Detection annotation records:
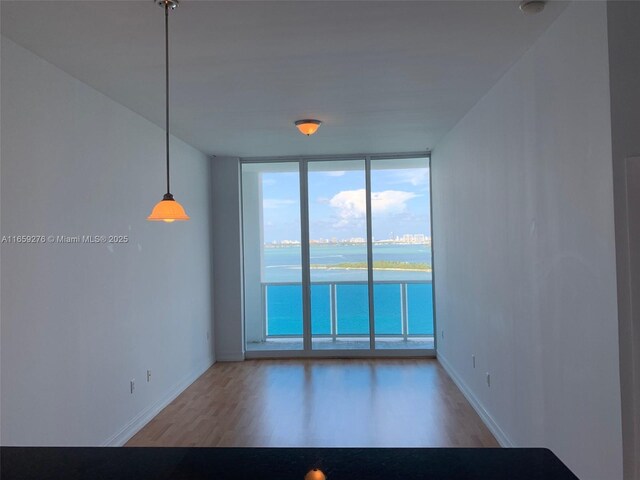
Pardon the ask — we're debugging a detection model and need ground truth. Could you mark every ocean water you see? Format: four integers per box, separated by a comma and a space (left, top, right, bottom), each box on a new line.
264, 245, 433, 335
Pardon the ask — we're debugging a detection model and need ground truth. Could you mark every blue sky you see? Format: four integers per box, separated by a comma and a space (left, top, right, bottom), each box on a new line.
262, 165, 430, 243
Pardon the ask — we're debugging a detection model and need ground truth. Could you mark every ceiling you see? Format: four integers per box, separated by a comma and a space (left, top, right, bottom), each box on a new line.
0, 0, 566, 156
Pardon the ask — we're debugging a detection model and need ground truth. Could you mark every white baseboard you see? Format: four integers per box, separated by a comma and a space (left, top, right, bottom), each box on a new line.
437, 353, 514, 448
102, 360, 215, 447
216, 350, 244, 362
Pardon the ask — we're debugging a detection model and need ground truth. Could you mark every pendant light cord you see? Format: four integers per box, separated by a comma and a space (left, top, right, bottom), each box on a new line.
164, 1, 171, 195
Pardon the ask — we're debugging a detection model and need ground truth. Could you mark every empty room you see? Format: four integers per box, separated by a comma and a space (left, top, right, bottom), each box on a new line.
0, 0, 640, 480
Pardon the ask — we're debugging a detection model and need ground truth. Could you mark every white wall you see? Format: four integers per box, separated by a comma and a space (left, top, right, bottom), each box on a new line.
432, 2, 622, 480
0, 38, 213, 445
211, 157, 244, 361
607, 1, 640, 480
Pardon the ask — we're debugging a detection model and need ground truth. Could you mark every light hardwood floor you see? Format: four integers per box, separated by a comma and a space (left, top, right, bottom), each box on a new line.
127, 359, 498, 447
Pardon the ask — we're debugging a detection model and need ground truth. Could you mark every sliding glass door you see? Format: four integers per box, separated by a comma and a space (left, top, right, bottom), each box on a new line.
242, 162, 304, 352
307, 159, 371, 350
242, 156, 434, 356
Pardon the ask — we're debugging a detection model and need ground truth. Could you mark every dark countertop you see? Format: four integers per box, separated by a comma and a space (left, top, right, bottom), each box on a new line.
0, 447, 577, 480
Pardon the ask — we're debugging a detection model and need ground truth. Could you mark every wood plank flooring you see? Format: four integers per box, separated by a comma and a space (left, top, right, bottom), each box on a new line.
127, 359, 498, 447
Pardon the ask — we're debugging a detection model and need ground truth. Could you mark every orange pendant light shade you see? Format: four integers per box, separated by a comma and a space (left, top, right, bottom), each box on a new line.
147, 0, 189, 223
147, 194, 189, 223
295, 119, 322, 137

==

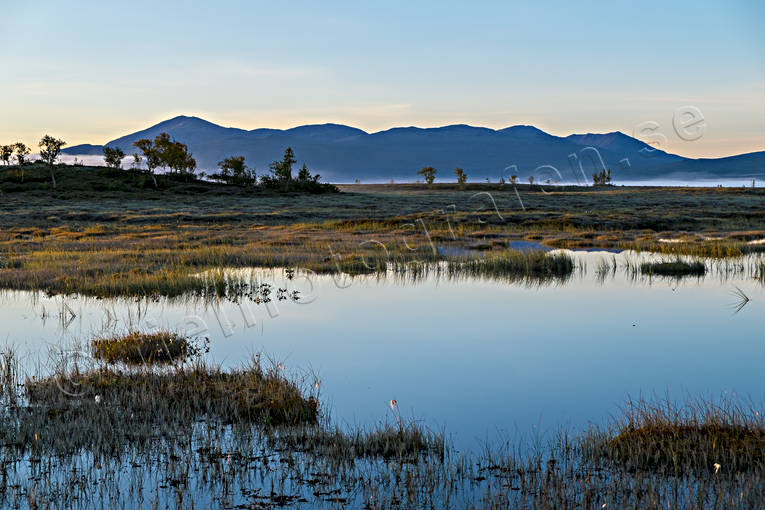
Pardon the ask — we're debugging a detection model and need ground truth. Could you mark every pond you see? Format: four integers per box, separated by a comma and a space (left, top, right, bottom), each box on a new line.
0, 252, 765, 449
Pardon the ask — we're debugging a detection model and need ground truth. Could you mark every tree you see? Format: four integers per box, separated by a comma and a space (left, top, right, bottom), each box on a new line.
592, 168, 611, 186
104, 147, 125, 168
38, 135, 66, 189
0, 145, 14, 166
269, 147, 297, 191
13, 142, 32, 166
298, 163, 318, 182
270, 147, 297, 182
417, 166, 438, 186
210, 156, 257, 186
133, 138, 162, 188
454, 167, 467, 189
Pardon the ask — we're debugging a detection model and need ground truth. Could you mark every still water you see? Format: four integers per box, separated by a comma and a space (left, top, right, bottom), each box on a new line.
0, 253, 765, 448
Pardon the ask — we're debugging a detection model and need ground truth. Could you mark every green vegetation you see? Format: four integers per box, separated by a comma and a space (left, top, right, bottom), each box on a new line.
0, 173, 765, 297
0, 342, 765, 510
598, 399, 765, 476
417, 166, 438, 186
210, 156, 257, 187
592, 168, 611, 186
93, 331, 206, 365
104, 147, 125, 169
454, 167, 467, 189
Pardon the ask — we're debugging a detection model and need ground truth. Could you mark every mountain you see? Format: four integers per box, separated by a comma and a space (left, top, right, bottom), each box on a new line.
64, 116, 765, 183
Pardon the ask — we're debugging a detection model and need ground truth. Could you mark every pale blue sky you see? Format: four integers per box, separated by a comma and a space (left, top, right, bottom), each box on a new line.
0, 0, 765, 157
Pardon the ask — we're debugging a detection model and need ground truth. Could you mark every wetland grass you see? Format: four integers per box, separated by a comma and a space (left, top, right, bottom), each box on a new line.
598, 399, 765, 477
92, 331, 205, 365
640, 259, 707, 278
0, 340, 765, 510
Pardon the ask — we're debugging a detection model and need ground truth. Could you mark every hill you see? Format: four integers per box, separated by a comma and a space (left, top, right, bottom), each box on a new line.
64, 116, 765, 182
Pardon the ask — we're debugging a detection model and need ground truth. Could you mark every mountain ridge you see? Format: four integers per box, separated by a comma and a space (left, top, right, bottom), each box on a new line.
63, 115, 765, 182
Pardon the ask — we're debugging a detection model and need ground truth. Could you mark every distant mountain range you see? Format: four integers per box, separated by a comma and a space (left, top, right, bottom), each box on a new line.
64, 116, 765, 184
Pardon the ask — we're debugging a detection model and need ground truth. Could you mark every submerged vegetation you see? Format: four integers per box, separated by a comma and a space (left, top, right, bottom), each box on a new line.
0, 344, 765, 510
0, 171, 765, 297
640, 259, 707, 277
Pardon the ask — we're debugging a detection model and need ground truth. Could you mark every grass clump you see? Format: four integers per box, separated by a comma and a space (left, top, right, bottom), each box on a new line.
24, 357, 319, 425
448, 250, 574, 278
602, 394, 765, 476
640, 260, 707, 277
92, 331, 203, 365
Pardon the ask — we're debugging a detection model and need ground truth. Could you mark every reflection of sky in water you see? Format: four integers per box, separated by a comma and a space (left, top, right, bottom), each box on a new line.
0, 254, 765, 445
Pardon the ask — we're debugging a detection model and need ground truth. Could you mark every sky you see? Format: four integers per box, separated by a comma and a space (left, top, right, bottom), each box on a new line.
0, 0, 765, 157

PROMPT: Edit the stretch from the line containing "mark every orange" through the line containing "295, 119, 322, 137" by changing "pendant light shade" to "lamp shade", and give back only those lines with everything else left as it is.

COMPLETE ANSWER:
Pardon the ask — we're debugging a detection model and need ground truth. Could you mark every orange lamp shade you see? Format: four integers per box, separated by a comma and a space (left, top, right, bottom), each box on a new line.
147, 0, 189, 223
147, 194, 189, 223
295, 119, 322, 137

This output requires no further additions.